▸ EXERCISE 1
In the article about Gena Rowlands, which actor played the older version of Noah in The Notebook?
▸ EXERCISE 2
Retype the passage of the Gena Rowlands article between "Nick Cassavetes is" and "her later years.", inclusive.

▸ READING PASSAGE
○ ○ ○ ○ ○
Sadly, one of the more tragic aspects of the beloved romantic drama The Notebook has seemingly come true. Gena Rowlands (93), who played the dementia-stricken older version of Allie in the 2004 hit, is dealing with Alzheimer’s disease, according to her son Nick Cassavetes, who also directed the film.

“I got my mom to play older Allie, and we spent a lot of time talking about Alzheimer’s and wanting to be authentic with it, and now, for the last five years, she’s had Alzheimer’s,” Cassavetes told Entertainment Weekly. “She’s in full dementia. And it’s so crazy—we lived it, she acted it, and now it’s on us.”

Nick Cassavetes is the son of Rowlands and actor-filmmaker John Cassavetes, a pioneer of independent cinema best known for his starring role in Rosemary’s Baby and for directing his wife in A Woman Under the Influence. John Cassavetes also cast his mother-in-law, Lady Rowlands (her name, not a title), in some of his films, and she, too, struggled with Alzheimer’s during her later years.

“This last one—The Notebook, based on the novel by Nicholas Sparks—was particularly hard because I play a character who has Alzheimer’s. I went through that with my mother, and if Nick hadn’t directed the film, I don’t think I would have gone for it,” Gena Rowlands told O magazine in 2004. “It’s just too hard. It was a tough but wonderful movie.”

In the film, the older version of Noah (James Garner) reads the love story of their younger counterparts (played by Rachel McAdams and Ryan Gosling) to his wife, who by the end has a moment of clarity and recognizes him. It is doubly heart-breaking, then, when she again becomes confused and forgets Noah. In the final moments, the pair die in their sleep holding one another, a bittersweet and very romantic moment. We wish the Rowlands-Cassavetes family the best.
○ ○ ○ ○ ○
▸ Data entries
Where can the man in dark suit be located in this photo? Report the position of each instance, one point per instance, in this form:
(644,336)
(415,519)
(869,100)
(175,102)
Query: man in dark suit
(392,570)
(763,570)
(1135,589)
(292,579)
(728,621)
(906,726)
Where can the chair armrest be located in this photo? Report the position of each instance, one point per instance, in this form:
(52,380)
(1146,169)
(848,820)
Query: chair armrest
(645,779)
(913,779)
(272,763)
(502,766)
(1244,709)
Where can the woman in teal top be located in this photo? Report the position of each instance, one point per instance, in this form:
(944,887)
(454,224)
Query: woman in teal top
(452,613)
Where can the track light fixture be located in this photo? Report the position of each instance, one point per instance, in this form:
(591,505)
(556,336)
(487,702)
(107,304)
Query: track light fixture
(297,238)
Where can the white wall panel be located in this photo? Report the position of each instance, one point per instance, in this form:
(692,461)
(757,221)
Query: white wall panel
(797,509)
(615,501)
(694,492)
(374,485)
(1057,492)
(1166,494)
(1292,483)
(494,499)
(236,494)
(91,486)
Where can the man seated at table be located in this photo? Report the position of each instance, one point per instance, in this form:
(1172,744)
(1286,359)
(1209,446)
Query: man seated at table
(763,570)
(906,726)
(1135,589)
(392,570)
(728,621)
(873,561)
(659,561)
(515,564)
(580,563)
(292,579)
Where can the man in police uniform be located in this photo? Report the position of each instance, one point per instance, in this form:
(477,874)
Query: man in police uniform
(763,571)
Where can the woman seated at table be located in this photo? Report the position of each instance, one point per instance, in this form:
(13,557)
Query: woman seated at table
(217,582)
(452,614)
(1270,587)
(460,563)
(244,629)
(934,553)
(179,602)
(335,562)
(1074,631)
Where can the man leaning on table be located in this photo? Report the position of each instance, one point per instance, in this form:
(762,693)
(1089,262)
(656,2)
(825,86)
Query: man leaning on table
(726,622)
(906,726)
○ ○ ○ ○ ○
▸ REPLY 1
James Garner

▸ REPLY 2
Nick Cassavetes is the son of Rowlands and actor-filmmaker John Cassavetes, a pioneer of independent cinema best known for his starring role in Rosemary’s Baby and for directing his wife in A Woman Under the Influence. John Cassavetes also cast his mother-in-law, Lady Rowlands (her name, not a title), in some of his films, and she, too, struggled with Alzheimer’s during her later years.